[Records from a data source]
==================================================
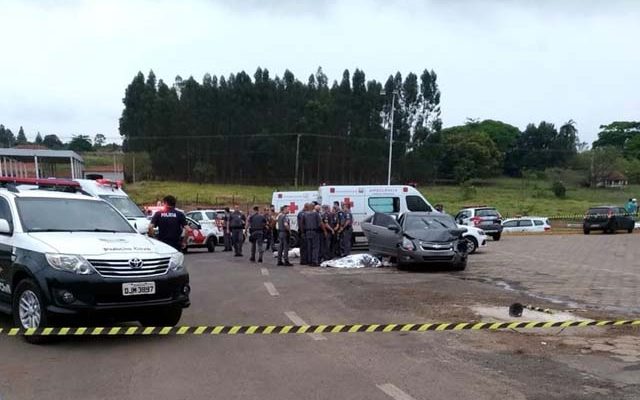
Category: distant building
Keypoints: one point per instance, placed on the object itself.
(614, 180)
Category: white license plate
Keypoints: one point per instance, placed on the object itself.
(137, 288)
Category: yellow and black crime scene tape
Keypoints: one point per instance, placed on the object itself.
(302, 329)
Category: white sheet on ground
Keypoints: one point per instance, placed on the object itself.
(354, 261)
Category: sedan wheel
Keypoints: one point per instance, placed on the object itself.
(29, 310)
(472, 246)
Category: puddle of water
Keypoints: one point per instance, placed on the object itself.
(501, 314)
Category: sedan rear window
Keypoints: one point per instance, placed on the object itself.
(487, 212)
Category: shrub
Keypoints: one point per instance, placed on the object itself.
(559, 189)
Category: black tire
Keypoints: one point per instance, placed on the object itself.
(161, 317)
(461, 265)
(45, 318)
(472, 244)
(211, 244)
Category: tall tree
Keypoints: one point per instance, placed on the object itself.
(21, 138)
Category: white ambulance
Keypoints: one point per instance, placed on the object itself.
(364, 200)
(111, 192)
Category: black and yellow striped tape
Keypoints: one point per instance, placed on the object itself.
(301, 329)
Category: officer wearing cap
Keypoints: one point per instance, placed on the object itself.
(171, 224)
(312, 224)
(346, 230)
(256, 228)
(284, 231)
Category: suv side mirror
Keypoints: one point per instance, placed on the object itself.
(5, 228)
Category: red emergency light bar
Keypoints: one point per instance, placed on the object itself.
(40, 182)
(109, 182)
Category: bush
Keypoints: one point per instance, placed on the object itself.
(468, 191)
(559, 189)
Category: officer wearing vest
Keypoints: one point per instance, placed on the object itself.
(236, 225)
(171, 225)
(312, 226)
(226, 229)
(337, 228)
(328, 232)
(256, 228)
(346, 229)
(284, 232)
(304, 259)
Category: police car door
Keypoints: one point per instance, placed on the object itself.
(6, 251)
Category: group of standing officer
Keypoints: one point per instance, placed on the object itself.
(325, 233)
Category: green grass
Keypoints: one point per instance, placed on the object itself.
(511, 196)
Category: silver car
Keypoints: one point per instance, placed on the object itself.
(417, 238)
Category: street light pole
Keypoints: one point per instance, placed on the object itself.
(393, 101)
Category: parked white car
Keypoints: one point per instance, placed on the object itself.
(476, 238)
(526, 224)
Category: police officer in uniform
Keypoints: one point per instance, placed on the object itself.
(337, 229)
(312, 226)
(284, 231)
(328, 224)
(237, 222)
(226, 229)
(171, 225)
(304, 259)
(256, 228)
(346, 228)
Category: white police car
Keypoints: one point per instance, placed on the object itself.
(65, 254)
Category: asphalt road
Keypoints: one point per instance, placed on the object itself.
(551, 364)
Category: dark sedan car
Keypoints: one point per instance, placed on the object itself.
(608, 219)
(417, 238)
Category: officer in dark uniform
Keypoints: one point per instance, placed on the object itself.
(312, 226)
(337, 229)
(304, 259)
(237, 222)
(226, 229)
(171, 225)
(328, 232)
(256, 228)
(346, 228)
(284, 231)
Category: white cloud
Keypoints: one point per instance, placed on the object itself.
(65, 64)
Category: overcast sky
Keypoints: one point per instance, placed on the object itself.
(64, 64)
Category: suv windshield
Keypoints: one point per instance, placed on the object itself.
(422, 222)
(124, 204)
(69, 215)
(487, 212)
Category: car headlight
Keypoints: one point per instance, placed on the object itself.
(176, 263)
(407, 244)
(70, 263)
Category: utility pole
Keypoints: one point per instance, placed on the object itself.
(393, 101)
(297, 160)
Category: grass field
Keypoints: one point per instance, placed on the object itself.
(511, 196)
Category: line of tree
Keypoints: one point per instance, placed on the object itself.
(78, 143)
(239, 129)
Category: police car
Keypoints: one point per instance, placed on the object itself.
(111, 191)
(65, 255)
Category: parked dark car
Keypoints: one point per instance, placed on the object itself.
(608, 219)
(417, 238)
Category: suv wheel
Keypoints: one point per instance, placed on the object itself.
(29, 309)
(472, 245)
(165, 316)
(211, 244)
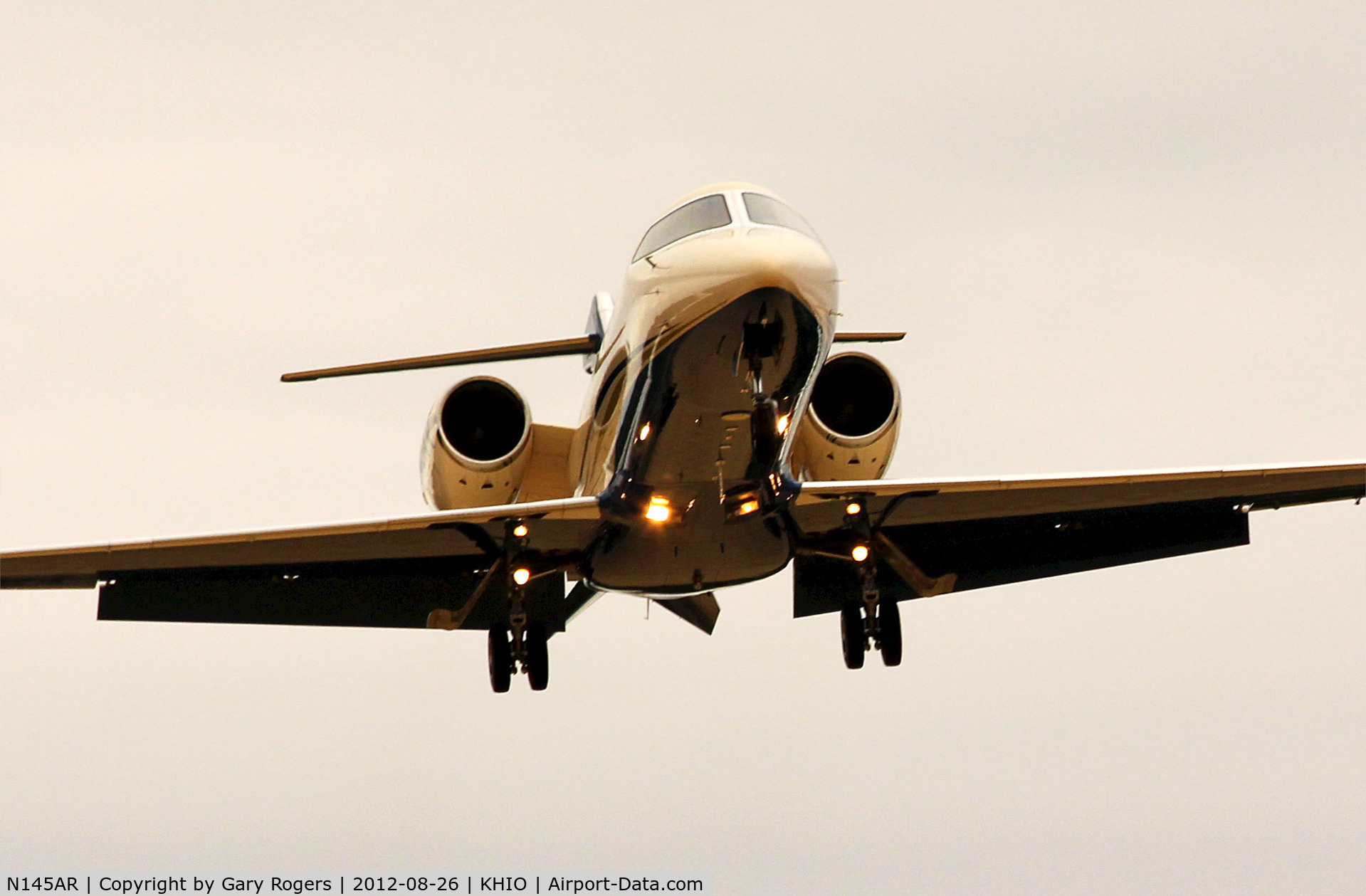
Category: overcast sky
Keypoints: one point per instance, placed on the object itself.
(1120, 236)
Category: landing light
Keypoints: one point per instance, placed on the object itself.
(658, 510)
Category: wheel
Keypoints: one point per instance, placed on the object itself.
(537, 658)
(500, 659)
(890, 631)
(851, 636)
==================================================
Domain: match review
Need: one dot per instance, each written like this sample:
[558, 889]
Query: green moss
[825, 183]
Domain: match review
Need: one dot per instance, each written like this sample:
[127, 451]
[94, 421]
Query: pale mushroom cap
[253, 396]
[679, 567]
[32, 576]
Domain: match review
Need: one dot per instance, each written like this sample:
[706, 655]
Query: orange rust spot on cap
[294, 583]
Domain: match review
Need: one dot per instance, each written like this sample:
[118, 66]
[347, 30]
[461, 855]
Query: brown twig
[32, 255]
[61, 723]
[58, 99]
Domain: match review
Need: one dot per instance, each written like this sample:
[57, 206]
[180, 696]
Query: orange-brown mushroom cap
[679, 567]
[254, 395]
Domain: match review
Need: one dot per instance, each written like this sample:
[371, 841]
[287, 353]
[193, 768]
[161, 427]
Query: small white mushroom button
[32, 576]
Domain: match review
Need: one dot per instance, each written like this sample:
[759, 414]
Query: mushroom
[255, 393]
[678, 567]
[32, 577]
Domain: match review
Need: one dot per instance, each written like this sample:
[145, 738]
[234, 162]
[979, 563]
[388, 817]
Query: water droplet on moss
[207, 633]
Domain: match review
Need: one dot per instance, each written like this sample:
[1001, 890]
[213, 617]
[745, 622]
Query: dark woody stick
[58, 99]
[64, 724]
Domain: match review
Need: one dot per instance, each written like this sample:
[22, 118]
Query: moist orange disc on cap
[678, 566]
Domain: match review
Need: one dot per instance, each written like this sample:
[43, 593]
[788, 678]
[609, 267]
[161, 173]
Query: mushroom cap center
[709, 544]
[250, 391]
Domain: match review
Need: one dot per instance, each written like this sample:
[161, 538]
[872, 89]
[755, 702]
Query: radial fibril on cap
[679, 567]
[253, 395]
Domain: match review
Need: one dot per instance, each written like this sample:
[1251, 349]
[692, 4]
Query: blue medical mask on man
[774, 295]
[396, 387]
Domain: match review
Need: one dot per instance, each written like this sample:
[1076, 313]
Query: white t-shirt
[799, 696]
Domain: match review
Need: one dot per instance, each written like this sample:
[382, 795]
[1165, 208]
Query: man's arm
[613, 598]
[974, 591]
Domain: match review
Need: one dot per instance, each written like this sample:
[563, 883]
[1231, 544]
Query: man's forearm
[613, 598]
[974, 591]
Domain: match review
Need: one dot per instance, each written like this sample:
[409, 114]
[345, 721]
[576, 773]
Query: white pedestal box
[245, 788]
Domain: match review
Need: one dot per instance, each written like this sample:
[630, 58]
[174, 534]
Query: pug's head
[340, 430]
==================================================
Aim of the task:
If a line in the data above holds the string "yellow", copy it.

The answer:
Category: yellow and black crime scene tape
Category: black and yellow striped tape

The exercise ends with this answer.